======== Provided entries

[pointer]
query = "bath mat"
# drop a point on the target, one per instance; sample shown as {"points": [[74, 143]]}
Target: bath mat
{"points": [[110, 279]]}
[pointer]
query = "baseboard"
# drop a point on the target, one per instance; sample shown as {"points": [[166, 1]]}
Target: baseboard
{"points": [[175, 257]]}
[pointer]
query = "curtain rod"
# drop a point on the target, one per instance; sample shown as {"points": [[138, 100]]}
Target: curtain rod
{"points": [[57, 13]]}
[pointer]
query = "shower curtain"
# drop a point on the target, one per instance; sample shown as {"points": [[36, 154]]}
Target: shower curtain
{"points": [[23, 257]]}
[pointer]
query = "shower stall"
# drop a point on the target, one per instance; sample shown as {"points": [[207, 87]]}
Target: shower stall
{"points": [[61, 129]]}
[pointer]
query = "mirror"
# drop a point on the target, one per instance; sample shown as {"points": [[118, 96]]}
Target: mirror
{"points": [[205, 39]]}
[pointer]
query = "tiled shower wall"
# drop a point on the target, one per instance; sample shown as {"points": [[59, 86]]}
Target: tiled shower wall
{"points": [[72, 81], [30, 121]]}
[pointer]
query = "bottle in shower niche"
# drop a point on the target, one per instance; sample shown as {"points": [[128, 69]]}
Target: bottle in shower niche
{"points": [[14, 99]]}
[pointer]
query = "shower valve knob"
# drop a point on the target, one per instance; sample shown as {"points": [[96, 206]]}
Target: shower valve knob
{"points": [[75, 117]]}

================

#### What to work on:
Put every line of the data above into a Markdown table with the columns Number and Line, numbering the rows in order and omitting blank lines.

#### Exercise result:
| Number | Line |
|---|---|
| 1 | [pointer] |
| 2 | query = "bath mat" |
| 3 | # drop a point on the target, one per instance; sample shown as {"points": [[74, 143]]} |
| 4 | Target: bath mat |
| 5 | {"points": [[110, 279]]} |
| 6 | [pointer] |
| 7 | query = "baseboard" |
| 8 | # drop a point on the target, one per instance; sample shown as {"points": [[166, 1]]} |
| 9 | Target: baseboard |
| 10 | {"points": [[175, 257]]} |
| 11 | [pointer] |
| 12 | query = "curtain rod" |
| 13 | # drop a point on the target, one per instance; sample shown as {"points": [[138, 100]]} |
| 14 | Target: curtain rod |
| 15 | {"points": [[57, 13]]} |
| 16 | [pointer] |
| 17 | query = "shower curtain" |
| 18 | # drop a point on the target, one per instance; sample shown as {"points": [[36, 154]]} |
| 19 | Target: shower curtain |
| 20 | {"points": [[23, 257]]} |
| 21 | [pointer] |
| 22 | query = "shower stall" |
| 23 | # drop a point on the target, one per instance; sample shown as {"points": [[207, 87]]} |
| 24 | Target: shower stall |
| 25 | {"points": [[61, 129]]} |
| 26 | [pointer] |
| 27 | query = "mirror" |
| 28 | # drop a point on the target, one per instance; sample shown as {"points": [[118, 96]]} |
| 29 | Target: mirror |
| 30 | {"points": [[205, 39]]} |
| 31 | [pointer] |
| 32 | query = "tiled shower wall" |
| 33 | # drop a point on the target, one per instance; sample shown as {"points": [[59, 86]]} |
| 34 | Target: tiled shower wall |
| 35 | {"points": [[72, 81], [30, 121]]} |
| 36 | [pointer] |
| 37 | query = "bottle in shower niche" |
| 38 | # drop a point on the target, one per instance; sample shown as {"points": [[128, 69]]} |
| 39 | Target: bottle in shower niche |
| 40 | {"points": [[14, 99]]} |
| 41 | [pointer] |
| 42 | query = "shower valve knob" |
| 43 | # drop a point on the target, one per instance; sample shown as {"points": [[96, 206]]} |
| 44 | Target: shower valve knob |
| 45 | {"points": [[75, 117]]} |